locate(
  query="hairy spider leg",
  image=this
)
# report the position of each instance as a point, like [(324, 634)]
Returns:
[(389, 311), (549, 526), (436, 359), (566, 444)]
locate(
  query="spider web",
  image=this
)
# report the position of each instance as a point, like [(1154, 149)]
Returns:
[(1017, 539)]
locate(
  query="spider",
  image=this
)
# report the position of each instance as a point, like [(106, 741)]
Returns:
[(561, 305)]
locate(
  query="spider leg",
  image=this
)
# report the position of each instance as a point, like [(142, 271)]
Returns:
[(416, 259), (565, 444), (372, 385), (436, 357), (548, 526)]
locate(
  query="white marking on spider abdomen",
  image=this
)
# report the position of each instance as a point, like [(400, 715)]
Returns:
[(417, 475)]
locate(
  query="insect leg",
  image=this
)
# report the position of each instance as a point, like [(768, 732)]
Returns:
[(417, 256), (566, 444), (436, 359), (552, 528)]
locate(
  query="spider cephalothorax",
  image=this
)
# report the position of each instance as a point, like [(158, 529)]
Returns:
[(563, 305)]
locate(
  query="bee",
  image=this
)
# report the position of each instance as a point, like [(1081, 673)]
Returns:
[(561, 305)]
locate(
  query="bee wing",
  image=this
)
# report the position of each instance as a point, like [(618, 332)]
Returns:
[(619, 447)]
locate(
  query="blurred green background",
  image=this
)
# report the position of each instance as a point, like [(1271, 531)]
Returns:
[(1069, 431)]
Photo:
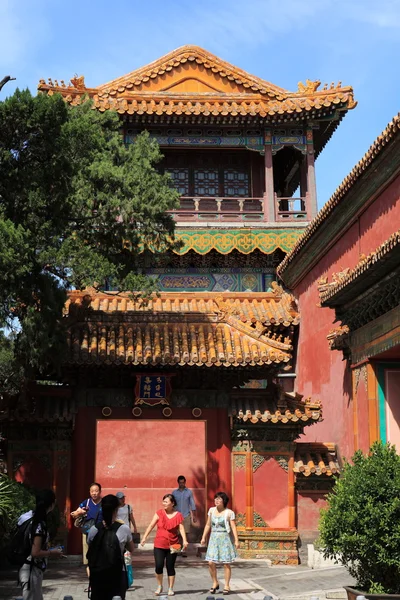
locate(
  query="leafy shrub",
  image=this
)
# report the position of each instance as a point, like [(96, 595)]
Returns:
[(15, 499), (362, 520)]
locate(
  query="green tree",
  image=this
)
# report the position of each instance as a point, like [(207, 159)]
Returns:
[(77, 206), (361, 525)]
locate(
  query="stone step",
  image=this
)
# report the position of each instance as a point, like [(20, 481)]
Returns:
[(335, 594)]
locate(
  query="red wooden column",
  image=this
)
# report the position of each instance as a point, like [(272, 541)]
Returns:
[(312, 208), (249, 491), (269, 196), (292, 493)]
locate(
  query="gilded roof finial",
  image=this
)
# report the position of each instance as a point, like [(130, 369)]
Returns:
[(309, 87), (78, 82)]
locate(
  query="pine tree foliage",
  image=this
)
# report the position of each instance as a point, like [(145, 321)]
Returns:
[(77, 206), (361, 525)]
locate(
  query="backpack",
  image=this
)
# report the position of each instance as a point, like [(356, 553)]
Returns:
[(20, 544), (104, 554)]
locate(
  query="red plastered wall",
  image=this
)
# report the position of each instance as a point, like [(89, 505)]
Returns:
[(160, 448), (322, 373)]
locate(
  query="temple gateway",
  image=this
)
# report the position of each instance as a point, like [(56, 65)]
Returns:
[(200, 381)]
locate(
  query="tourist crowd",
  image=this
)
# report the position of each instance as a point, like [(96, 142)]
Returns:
[(109, 532)]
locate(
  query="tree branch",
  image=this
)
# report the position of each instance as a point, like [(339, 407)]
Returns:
[(5, 80)]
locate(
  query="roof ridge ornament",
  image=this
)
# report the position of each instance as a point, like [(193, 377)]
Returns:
[(78, 82), (309, 87)]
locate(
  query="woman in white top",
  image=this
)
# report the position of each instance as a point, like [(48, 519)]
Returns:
[(221, 550)]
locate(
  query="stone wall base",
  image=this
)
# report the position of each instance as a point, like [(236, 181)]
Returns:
[(279, 546)]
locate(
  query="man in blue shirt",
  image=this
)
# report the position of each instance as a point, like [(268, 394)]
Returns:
[(185, 504)]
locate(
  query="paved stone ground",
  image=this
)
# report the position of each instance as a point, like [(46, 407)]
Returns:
[(251, 580)]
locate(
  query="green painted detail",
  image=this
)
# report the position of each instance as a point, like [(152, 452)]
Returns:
[(240, 520), (258, 521), (245, 241), (381, 404), (382, 398)]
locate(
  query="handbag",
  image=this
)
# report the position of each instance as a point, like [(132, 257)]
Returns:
[(136, 537), (175, 548), (81, 519)]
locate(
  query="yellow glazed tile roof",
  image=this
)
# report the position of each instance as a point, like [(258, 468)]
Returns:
[(189, 329), (316, 459), (367, 161), (203, 84), (295, 410)]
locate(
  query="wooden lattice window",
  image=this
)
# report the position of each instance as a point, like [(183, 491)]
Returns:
[(180, 180), (236, 183), (206, 182)]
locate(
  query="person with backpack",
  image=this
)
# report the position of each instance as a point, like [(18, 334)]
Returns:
[(125, 512), (30, 543), (87, 514), (107, 542)]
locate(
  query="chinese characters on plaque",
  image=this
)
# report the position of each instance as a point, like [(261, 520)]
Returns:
[(152, 389)]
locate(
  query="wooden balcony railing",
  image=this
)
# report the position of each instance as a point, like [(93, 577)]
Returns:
[(290, 209), (199, 208)]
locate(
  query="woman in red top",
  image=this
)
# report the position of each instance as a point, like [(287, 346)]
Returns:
[(169, 521)]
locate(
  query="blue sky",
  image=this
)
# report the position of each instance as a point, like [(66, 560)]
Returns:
[(286, 41)]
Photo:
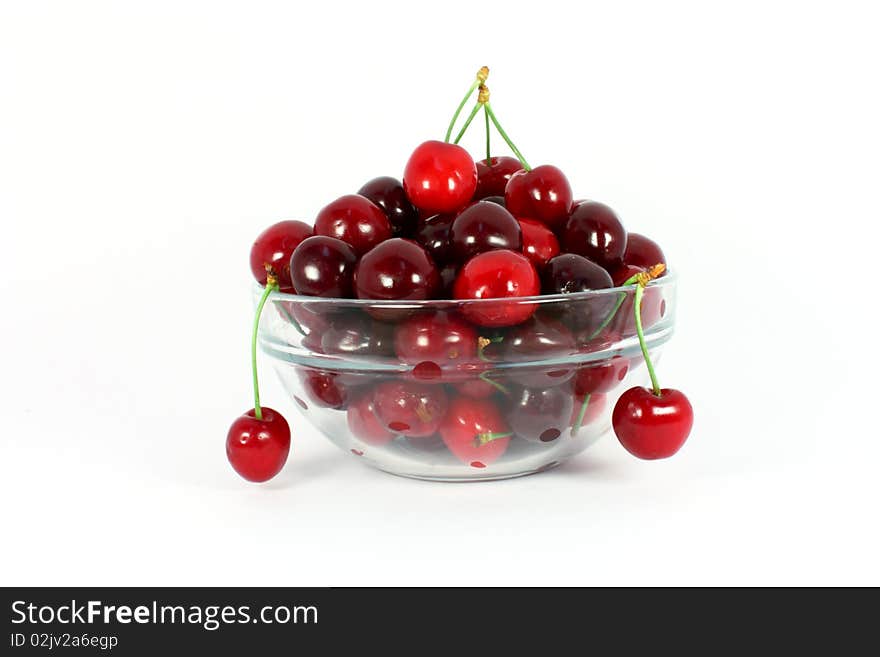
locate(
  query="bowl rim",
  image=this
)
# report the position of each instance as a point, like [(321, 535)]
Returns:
[(669, 279)]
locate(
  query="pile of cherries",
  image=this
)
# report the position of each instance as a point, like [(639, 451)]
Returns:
[(458, 229)]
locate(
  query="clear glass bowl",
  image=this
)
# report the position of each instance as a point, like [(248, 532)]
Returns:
[(357, 371)]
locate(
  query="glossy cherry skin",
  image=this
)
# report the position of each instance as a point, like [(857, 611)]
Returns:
[(273, 248), (498, 274), (413, 409), (433, 234), (492, 179), (363, 423), (594, 409), (484, 227), (540, 415), (355, 220), (651, 426), (539, 242), (594, 231), (542, 193), (468, 419), (438, 341), (258, 449), (323, 267), (397, 269), (387, 193), (642, 251), (440, 177), (601, 377)]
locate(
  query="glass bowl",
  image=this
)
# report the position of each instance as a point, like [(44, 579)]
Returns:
[(417, 389)]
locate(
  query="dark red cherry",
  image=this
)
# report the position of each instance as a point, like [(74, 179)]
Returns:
[(323, 267), (387, 193), (363, 423), (438, 340), (413, 409), (542, 193), (273, 248), (355, 220), (498, 274), (258, 449), (440, 177), (397, 269), (601, 376), (433, 234), (642, 252), (474, 431), (492, 176), (484, 227), (595, 232), (539, 242), (540, 415), (651, 426)]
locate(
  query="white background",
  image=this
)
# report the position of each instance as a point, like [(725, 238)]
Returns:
[(144, 145)]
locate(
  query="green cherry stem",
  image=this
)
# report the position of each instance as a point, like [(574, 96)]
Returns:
[(504, 136), (271, 286), (640, 292)]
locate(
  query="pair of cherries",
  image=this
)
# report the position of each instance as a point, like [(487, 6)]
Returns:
[(470, 231)]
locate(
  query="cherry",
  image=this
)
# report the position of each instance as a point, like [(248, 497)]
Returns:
[(413, 409), (601, 377), (493, 175), (397, 269), (440, 177), (494, 275), (539, 242), (438, 340), (355, 220), (484, 227), (542, 193), (272, 249), (433, 234), (642, 252), (652, 426), (540, 415), (474, 431), (594, 231), (387, 193), (586, 411), (257, 449), (363, 423), (323, 267)]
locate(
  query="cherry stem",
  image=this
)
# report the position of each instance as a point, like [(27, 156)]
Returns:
[(461, 105), (640, 292), (503, 134), (271, 286), (467, 123), (579, 422)]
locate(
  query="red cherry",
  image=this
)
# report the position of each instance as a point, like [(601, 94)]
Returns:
[(651, 426), (492, 178), (273, 248), (484, 227), (323, 267), (258, 449), (363, 423), (603, 376), (542, 193), (539, 242), (474, 431), (355, 220), (642, 252), (498, 274), (440, 177), (413, 409), (595, 232)]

----------------

TO BE DONE:
Convert every line of the items above into a Markdown table with the columns "Row" and "Item line," numbering the rows and omitting blank lines. Leave the pictures out of the answer.

TASK RESULT:
| Row | Item line |
|---|---|
| 1 | locate( |
| 2 |   query="hairy spider leg", |
| 3 |   image=this |
| 4 | ) |
| 5 | # report the position of each instance as a point, like [(324, 634)] |
| 6 | Returns: |
| 7 | [(389, 311), (549, 526), (436, 359), (566, 444)] |
| 8 | locate( |
| 9 |   query="spider web", |
| 10 |   image=this |
| 11 | ) |
| 12 | # report the position of each instance as a point, like [(1154, 149)] |
| 13 | Returns: |
| 14 | [(1017, 539)] |
| 15 | locate( |
| 16 |   query="spider", |
| 17 |   image=this |
| 18 | ) |
| 19 | # report the position of each instance as a point, like [(106, 741)] |
| 20 | Returns: |
| 21 | [(561, 305)] |
| 22 | locate( |
| 23 |   query="spider leg", |
| 24 |   image=this |
| 25 | ) |
| 26 | # report the position of each instance as a point, like [(142, 271)] |
| 27 | Returns: |
| 28 | [(416, 259), (565, 444), (372, 385), (436, 357), (548, 526)] |
| 29 | locate( |
| 30 |   query="white marking on spider abdomen", |
| 31 |   image=this |
| 32 | ) |
| 33 | # report the position of each instance as a point, like [(400, 715)] |
| 34 | Returns: |
| 35 | [(417, 475)] |
| 36 | locate( |
| 37 |   query="insect leg", |
| 38 |   image=this |
| 39 | ) |
| 40 | # report the position of each instance as a point, like [(768, 732)] |
| 41 | Returns: |
| 42 | [(417, 256), (566, 444), (436, 359), (552, 528)] |
| 43 | locate( |
| 44 |   query="spider cephalothorax", |
| 45 |   image=this |
| 46 | ) |
| 47 | # report the position of each instance as a point, like [(158, 529)] |
| 48 | Returns: |
| 49 | [(563, 305)] |
| 50 | locate( |
| 51 |   query="bee", |
| 52 |   image=this |
| 53 | ) |
| 54 | # report the position of each instance as a point, like [(1081, 673)] |
| 55 | Returns: |
| 56 | [(561, 305)] |
| 57 | locate( |
| 58 |   query="bee wing", |
| 59 |   image=this |
| 60 | ) |
| 61 | # report the position of each instance as a point, like [(618, 332)] |
| 62 | Returns: |
| 63 | [(619, 447)] |
| 64 | locate( |
| 65 |   query="blurred green background", |
| 66 |   image=this |
| 67 | ) |
| 68 | # report the position of each instance as a point, like [(1271, 531)] |
| 69 | Returns: |
| 70 | [(1069, 431)] |
| 71 | Photo: |
| 72 | locate( |
| 73 |   query="leafy shrub", |
| 74 |   image=this |
| 75 | ) |
| 76 | # report the position of each instance as a point, like [(96, 595)] |
| 77 | Returns: |
| 78 | [(15, 499), (362, 520)] |
| 79 | locate( |
| 80 |   query="green tree", |
| 81 |   image=this |
| 82 | ) |
| 83 | # report the position of each instance as a point, like [(207, 159)] |
| 84 | Returns: |
| 85 | [(77, 206), (361, 525)] |
| 86 | locate( |
| 87 |   query="stone step", |
| 88 |   image=this |
| 89 | ) |
| 90 | # report the position of each instance as a point, like [(20, 481)] |
| 91 | Returns: |
| 92 | [(335, 594)] |
| 93 | locate( |
| 94 |   query="red wooden column", |
| 95 |   image=this |
| 96 | ) |
| 97 | # report the position of each instance as a point, like [(272, 541)] |
| 98 | Returns: |
| 99 | [(312, 208), (249, 491), (269, 196), (292, 493)] |
| 100 | locate( |
| 101 |   query="gilded roof finial", |
| 102 |   image=this |
| 103 | ) |
| 104 | # report the position of each instance as a point, like [(130, 369)] |
| 105 | Returns: |
| 106 | [(309, 87), (78, 82)] |
| 107 | locate( |
| 108 |   query="pine tree foliage", |
| 109 |   image=this |
| 110 | ) |
| 111 | # report the position of each instance as a point, like [(145, 321)] |
| 112 | Returns: |
| 113 | [(77, 206), (361, 525)] |
| 114 | locate( |
| 115 |   query="backpack", |
| 116 |   image=this |
| 117 | ) |
| 118 | # report the position of each instance as a point, like [(356, 553)] |
| 119 | Returns: |
| 120 | [(20, 544), (104, 554)] |
| 121 | locate( |
| 122 |   query="red plastered wall", |
| 123 |   image=this |
| 124 | ) |
| 125 | # report the position of each instance as a point, like [(89, 505)] |
| 126 | Returns: |
| 127 | [(160, 448), (322, 373)] |
| 128 | locate( |
| 129 |   query="temple gateway", |
| 130 |   image=this |
| 131 | ) |
| 132 | # report the position of each instance as a point, like [(56, 65)] |
| 133 | Returns: |
| 134 | [(200, 381)] |
| 135 | locate( |
| 136 |   query="tourist crowd", |
| 137 |   image=this |
| 138 | ) |
| 139 | # report the position of each instance as a point, like [(96, 142)] |
| 140 | Returns: |
| 141 | [(109, 532)] |
| 142 | locate( |
| 143 |   query="tree branch", |
| 144 |   image=this |
| 145 | ) |
| 146 | # report the position of each instance as a point, like [(339, 407)] |
| 147 | Returns: |
| 148 | [(5, 80)] |
| 149 | locate( |
| 150 |   query="roof ridge ornament", |
| 151 |   image=this |
| 152 | ) |
| 153 | # report the position of each instance as a point, like [(193, 377)] |
| 154 | Returns: |
| 155 | [(78, 82), (309, 87)] |
| 156 | locate( |
| 157 |   query="woman in white top", |
| 158 |   image=this |
| 159 | ) |
| 160 | # report the position of each instance as a point, like [(48, 519)] |
| 161 | Returns: |
| 162 | [(221, 550)] |
| 163 | locate( |
| 164 |   query="stone wall base", |
| 165 |   image=this |
| 166 | ) |
| 167 | # report the position of each instance as a point, like [(236, 181)] |
| 168 | Returns: |
| 169 | [(279, 546)] |
| 170 | locate( |
| 171 |   query="man in blue shirt", |
| 172 |   image=this |
| 173 | ) |
| 174 | # report the position of each instance as a point, like [(268, 394)] |
| 175 | Returns: |
| 176 | [(185, 504)] |
| 177 | locate( |
| 178 |   query="paved stone ground", |
| 179 |   image=this |
| 180 | ) |
| 181 | # report the position of each instance as a point, like [(46, 407)] |
| 182 | Returns: |
| 183 | [(251, 580)] |
| 184 | locate( |
| 185 |   query="green painted detail", |
| 186 |   image=this |
| 187 | ) |
| 188 | # report the position of each instance as a point, like [(152, 452)] |
| 189 | Returns: |
| 190 | [(240, 520), (258, 521), (245, 241), (381, 404), (382, 398)] |
| 191 | locate( |
| 192 |   query="handbag", |
| 193 |   image=this |
| 194 | ) |
| 195 | # report the position of each instance as a point, like [(132, 257)] |
| 196 | Returns: |
| 197 | [(136, 537), (175, 548), (81, 519)] |
| 198 | locate( |
| 199 |   query="yellow glazed tile roof", |
| 200 |   image=this |
| 201 | ) |
| 202 | # report the position of each instance as a point, like [(258, 468)] |
| 203 | Returns: |
| 204 | [(189, 329), (316, 459), (367, 161), (203, 84), (295, 410)] |
| 205 | locate( |
| 206 |   query="wooden lattice window", |
| 207 |   image=this |
| 208 | ) |
| 209 | # report the position of each instance as a point, like [(183, 491)] |
| 210 | Returns: |
| 211 | [(180, 180), (236, 183), (206, 182)] |
| 212 | locate( |
| 213 |   query="person with backpack", |
| 214 |   image=this |
| 215 | ) |
| 216 | # report the position of each instance as a point, like [(18, 334)] |
| 217 | Returns: |
| 218 | [(125, 512), (30, 543), (87, 514), (107, 542)] |
| 219 | locate( |
| 220 |   query="chinese characters on plaque", |
| 221 |   image=this |
| 222 | ) |
| 223 | # report the position of each instance as a point, like [(261, 520)] |
| 224 | Returns: |
| 225 | [(152, 389)] |
| 226 | locate( |
| 227 |   query="wooden balcony railing", |
| 228 |   image=this |
| 229 | ) |
| 230 | # report the position of each instance as a point, like [(93, 577)] |
| 231 | Returns: |
| 232 | [(290, 209), (199, 208)] |
| 233 | locate( |
| 234 |   query="woman in red top", |
| 235 |   image=this |
| 236 | ) |
| 237 | # report the position of each instance as a point, like [(287, 346)] |
| 238 | Returns: |
| 239 | [(169, 521)] |
| 240 | locate( |
| 241 |   query="blue sky", |
| 242 |   image=this |
| 243 | ) |
| 244 | # report the position of each instance as a point, like [(66, 560)] |
| 245 | Returns: |
| 246 | [(286, 41)] |
| 247 | Photo: |
| 248 | locate( |
| 249 |   query="bowl rim", |
| 250 |   image=this |
| 251 | ) |
| 252 | # report the position of each instance as a point, like [(321, 535)] |
| 253 | Returns: |
| 254 | [(669, 279)] |
| 255 | locate( |
| 256 |   query="pile of cherries", |
| 257 |   image=this |
| 258 | ) |
| 259 | # report the position of each instance as a point, like [(639, 451)] |
| 260 | Returns: |
| 261 | [(458, 229)] |
| 262 | locate( |
| 263 |   query="clear glass bowl", |
| 264 |   image=this |
| 265 | ) |
| 266 | # report the position of each instance as a point, like [(248, 532)] |
| 267 | Returns: |
| 268 | [(357, 371)] |
| 269 | locate( |
| 270 |   query="glossy cherry skin", |
| 271 |   image=this |
| 272 | ) |
| 273 | # report the position of each instance as a point, like [(857, 611)] |
| 274 | Returns: |
| 275 | [(273, 248), (498, 274), (413, 409), (433, 234), (492, 179), (363, 423), (594, 409), (484, 227), (540, 415), (355, 220), (651, 426), (539, 242), (594, 231), (542, 193), (468, 419), (438, 341), (258, 449), (323, 267), (397, 269), (387, 193), (642, 251), (440, 177), (601, 377)] |
| 276 | locate( |
| 277 |   query="glass bowl", |
| 278 |   image=this |
| 279 | ) |
| 280 | # report the position of each instance as a point, like [(44, 579)] |
| 281 | Returns: |
| 282 | [(417, 389)] |
| 283 | locate( |
| 284 |   query="dark red cherry", |
| 285 |   image=this |
| 286 | ) |
| 287 | # report the position of each instance as a point, like [(74, 179)] |
| 288 | Returns: |
| 289 | [(323, 267), (387, 193), (363, 423), (438, 340), (413, 409), (542, 193), (273, 248), (355, 220), (498, 274), (258, 449), (440, 177), (397, 269), (601, 376), (433, 234), (642, 252), (474, 431), (492, 176), (484, 227), (595, 232), (539, 242), (540, 415), (651, 426)] |
| 290 | locate( |
| 291 |   query="white background", |
| 292 |   image=this |
| 293 | ) |
| 294 | # report the position of each instance as a point, like [(725, 238)] |
| 295 | Returns: |
| 296 | [(144, 145)] |
| 297 | locate( |
| 298 |   query="green cherry stem", |
| 299 |   image=this |
| 300 | ) |
| 301 | # report the position of each instance as a point, like [(574, 96)] |
| 302 | Returns: |
| 303 | [(504, 136), (271, 286), (640, 292)] |
| 304 | locate( |
| 305 |   query="pair of cherries", |
| 306 |   image=this |
| 307 | ) |
| 308 | # report the position of each instance as a point, like [(487, 6)] |
| 309 | Returns: |
| 310 | [(470, 231)] |
| 311 | locate( |
| 312 |   query="cherry", |
| 313 |   image=this |
| 314 | ) |
| 315 | # report the position of each instance as a point, like [(248, 497)] |
| 316 | Returns: |
| 317 | [(413, 409), (601, 377), (493, 175), (397, 269), (440, 177), (494, 275), (539, 242), (438, 340), (355, 220), (484, 227), (542, 193), (272, 249), (433, 234), (642, 252), (652, 426), (540, 415), (474, 431), (594, 231), (387, 193), (586, 411), (257, 449), (363, 423), (323, 267)] |
| 318 | locate( |
| 319 |   query="cherry stem", |
| 320 |   image=this |
| 321 | ) |
| 322 | # report the position of each instance as a point, like [(27, 156)] |
| 323 | Returns: |
| 324 | [(461, 105), (640, 292), (503, 134), (271, 286), (467, 123), (579, 422)] |
| 325 | locate( |
| 326 |   query="red cherry", |
| 327 |   image=this |
| 328 | ) |
| 329 | # report the position of each instance as a point, like [(601, 94)] |
| 330 | Returns: |
| 331 | [(651, 426), (492, 178), (273, 248), (484, 227), (323, 267), (258, 449), (363, 423), (603, 376), (542, 193), (539, 242), (474, 431), (355, 220), (642, 252), (498, 274), (440, 177), (413, 409), (595, 232)] |